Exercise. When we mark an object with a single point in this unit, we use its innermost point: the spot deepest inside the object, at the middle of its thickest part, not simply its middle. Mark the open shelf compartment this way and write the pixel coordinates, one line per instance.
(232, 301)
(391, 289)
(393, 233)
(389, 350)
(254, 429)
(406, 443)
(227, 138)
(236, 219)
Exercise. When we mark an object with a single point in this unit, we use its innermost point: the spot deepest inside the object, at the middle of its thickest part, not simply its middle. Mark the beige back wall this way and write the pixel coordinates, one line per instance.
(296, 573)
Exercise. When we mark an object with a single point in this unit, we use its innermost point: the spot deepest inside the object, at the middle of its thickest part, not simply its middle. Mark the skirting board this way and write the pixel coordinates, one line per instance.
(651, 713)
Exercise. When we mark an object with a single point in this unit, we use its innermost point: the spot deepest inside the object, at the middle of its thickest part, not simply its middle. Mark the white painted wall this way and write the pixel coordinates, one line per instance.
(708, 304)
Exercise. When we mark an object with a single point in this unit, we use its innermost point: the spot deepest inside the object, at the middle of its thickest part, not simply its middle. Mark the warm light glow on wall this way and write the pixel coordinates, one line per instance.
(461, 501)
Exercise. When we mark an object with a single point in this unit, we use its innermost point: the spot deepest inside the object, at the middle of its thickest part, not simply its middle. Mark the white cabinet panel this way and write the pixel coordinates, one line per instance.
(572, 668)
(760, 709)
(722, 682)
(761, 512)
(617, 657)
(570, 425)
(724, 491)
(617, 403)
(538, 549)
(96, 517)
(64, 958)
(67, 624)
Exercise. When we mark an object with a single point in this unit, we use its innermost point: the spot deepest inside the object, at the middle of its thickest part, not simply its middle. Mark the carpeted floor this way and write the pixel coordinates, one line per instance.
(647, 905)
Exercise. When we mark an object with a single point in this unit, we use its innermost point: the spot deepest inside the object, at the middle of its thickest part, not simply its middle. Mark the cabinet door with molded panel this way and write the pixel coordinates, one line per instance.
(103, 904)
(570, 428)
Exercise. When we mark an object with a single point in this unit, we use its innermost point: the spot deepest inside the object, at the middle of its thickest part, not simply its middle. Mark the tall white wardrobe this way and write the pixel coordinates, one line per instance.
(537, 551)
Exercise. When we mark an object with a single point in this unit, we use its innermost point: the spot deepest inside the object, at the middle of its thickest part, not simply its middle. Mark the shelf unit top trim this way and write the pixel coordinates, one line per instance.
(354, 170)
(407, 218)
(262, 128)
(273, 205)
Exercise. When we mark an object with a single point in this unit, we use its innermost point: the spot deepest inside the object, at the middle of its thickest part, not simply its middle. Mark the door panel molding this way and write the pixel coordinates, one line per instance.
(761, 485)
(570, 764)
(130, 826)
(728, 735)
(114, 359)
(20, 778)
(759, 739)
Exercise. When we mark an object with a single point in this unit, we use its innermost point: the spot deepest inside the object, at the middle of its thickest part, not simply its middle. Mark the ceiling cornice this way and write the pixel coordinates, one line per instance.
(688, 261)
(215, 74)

Directions for this task: Transcribe word for word the lines from the one holding "Mark the shelf" to the last line of the listing above, inclusive.

Solution to this problem:
Exercise. When we mark an object with a single point in this unit, we use its innermost point: the spot deepest inside the object, at the middle of its thickest part, not simply its middle. Mark the shelf unit top trim this way and write the pixel coordinates, one line per instance.
(354, 170)
(407, 218)
(262, 128)
(273, 205)
Exercise. When we mark an object with a single point in this unit, we use its innermost point: the spot deepest inside the object, at the middle of its thickest part, not simply its middle. Mark the door panel molding this way and write the pixel coordinates, one line per instance.
(761, 485)
(570, 764)
(130, 826)
(728, 735)
(114, 359)
(20, 778)
(759, 739)
Exercise. When we mark an object with a single point in this unit, we use its innermost point: the spot deepest inside the object, at the middle of its thickest part, not simply its middle. Mark the ceiling cornice this way and write the pixel coordinates, one line per instance.
(688, 261)
(215, 74)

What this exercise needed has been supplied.